» Required work
**1)** List every person named in the trial report below.
**2)** Write out everything in the trial report below from "Williston Police Officer Eric Shepard describes" down to "them to release.".
**3)** In the trial report below, what is the year, make and model of the car whose doors Officer Shepard tried to open?

» Given passage
Begin
Williston Police Officer Eric Shepard describes being the first officer on the crash scene during Steven Bourgoin’s murder trial in Vermont Superior Court in Burlington on Thursday. Bourgoin stole Shepard’s cruiser from the scene. Bourgoin is facing five counts of second-degree murder for a crash that killed five teenagers on I-89 in Williston in 2016. Pool photo by Glenn Russell/VTDigger
BURLINGTON – The first officer to respond to a crash that killed five Mad River Valley teenagers when their car was struck by a wrong way driver on Interstate 89 took the witness stand Thursday, telling a jury he did all he could to free those trapped in the burning vehicle.
“I desperately tried,” Williston Police Officer Eric Shepard said, adding that he attempted to open the doors of the 2004 Volkswagen Jetta, but could not get them to release.
“I tried banging on the windows,” he testified. “I was trying to yell, ‘Get out, get out, get out.’”
However, the officer said the fire was too hot and he couldn’t get the injured teens inside to respond.
Shepard testified Thursday on the fourth day of the trial of 38-year-old Steven Bourgoin, who is facing five counts of second-degree murder in the deaths of the teens in the Oct. 8, 2016, late-night crash on I-89 in Williston.
Following the officer’s testimony, the prosecution rested its case. Bourgoin’s attorneys are expected to start presenting the defense case Friday.
End
» Dataset content
Begin
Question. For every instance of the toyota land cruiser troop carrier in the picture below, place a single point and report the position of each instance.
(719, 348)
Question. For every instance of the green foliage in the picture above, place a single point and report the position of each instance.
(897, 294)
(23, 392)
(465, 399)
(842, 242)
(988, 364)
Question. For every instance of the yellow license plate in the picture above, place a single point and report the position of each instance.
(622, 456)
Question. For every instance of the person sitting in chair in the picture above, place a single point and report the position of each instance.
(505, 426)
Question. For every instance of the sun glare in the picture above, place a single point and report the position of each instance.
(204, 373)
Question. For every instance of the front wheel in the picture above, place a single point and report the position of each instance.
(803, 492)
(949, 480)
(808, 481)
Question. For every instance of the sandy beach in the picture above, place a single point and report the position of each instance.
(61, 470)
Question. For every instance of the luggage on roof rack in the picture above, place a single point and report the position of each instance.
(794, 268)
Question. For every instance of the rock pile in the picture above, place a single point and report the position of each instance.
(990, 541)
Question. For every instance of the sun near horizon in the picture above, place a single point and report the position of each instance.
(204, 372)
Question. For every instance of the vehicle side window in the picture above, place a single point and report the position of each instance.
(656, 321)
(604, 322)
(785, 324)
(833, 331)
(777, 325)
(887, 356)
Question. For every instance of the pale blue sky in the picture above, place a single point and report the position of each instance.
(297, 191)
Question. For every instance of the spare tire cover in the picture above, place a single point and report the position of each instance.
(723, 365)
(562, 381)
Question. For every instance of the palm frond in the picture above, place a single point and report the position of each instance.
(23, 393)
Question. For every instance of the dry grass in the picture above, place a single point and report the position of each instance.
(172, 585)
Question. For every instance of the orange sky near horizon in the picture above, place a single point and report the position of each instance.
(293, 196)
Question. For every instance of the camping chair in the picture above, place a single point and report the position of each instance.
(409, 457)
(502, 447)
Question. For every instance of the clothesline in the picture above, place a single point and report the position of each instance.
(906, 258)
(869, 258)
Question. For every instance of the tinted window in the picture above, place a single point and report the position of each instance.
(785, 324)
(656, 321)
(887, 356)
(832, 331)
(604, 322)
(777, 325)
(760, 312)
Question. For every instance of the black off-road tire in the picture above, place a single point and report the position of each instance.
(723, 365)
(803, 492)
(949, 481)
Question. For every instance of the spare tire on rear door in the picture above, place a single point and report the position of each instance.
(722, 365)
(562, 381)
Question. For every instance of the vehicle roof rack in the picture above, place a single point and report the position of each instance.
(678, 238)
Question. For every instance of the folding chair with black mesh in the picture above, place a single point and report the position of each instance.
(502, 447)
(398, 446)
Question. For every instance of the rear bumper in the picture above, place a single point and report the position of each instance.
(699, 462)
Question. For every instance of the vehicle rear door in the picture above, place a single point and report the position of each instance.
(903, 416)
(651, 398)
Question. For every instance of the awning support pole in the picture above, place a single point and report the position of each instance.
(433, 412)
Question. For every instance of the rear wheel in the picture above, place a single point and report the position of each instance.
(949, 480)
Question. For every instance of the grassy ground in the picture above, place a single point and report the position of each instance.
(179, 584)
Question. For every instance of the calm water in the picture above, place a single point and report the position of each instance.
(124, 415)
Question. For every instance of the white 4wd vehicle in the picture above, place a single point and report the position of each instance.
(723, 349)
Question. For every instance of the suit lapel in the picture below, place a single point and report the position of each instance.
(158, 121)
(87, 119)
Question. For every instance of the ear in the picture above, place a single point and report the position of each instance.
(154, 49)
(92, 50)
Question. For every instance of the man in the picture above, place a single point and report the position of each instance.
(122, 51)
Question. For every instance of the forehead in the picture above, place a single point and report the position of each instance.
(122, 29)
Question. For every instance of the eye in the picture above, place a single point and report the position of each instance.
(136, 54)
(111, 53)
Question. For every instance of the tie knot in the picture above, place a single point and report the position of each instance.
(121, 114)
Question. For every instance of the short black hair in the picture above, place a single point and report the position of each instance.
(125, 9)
End
Begin
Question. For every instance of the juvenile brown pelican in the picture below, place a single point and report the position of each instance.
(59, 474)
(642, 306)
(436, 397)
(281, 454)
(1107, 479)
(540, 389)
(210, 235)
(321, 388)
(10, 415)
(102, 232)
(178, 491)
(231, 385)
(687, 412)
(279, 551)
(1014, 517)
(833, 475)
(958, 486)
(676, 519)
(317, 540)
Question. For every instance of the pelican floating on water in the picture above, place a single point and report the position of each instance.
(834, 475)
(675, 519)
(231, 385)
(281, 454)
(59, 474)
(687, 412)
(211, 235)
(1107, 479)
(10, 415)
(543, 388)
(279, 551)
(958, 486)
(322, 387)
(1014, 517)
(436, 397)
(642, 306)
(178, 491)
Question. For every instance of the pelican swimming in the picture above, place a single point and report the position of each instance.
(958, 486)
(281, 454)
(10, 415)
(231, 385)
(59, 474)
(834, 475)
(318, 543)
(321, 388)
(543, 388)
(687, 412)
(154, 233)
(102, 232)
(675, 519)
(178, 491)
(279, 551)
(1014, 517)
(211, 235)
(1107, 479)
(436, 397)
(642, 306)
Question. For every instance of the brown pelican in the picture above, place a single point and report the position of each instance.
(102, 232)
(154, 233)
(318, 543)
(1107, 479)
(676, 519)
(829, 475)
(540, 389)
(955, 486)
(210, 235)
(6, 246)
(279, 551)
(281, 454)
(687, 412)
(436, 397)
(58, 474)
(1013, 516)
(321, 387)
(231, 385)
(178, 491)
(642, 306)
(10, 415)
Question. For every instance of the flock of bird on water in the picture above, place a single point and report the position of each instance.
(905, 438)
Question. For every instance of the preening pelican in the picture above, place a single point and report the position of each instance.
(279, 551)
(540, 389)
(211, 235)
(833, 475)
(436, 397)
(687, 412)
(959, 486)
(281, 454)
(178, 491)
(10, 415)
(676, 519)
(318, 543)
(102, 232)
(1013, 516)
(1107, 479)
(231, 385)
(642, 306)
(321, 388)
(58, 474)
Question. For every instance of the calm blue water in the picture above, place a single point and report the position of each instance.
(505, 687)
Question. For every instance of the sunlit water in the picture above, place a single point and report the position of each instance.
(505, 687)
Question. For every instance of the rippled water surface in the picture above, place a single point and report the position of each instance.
End
» Expected answers
**1)** Eric Shepard, Steven Bourgoin, Glenn Russell

**2)**
Williston Police Officer Eric Shepard describes being the first officer on the crash scene during Steven Bourgoin’s murder trial in Vermont Superior Court in Burlington on Thursday. Bourgoin stole Shepard’s cruiser from the scene. Bourgoin is facing five counts of second-degree murder for a crash that killed five teenagers on I-89 in Williston in 2016. Pool photo by Glenn Russell/VTDigger
BURLINGTON – The first officer to respond to a crash that killed five Mad River Valley teenagers when their car was struck by a wrong way driver on Interstate 89 took the witness stand Thursday, telling a jury he did all he could to free those trapped in the burning vehicle.
“I desperately tried,” Williston Police Officer Eric Shepard said, adding that he attempted to open the doors of the 2004 Volkswagen Jetta, but could not get them to release.

**3)** A 2004 Volkswagen Jetta.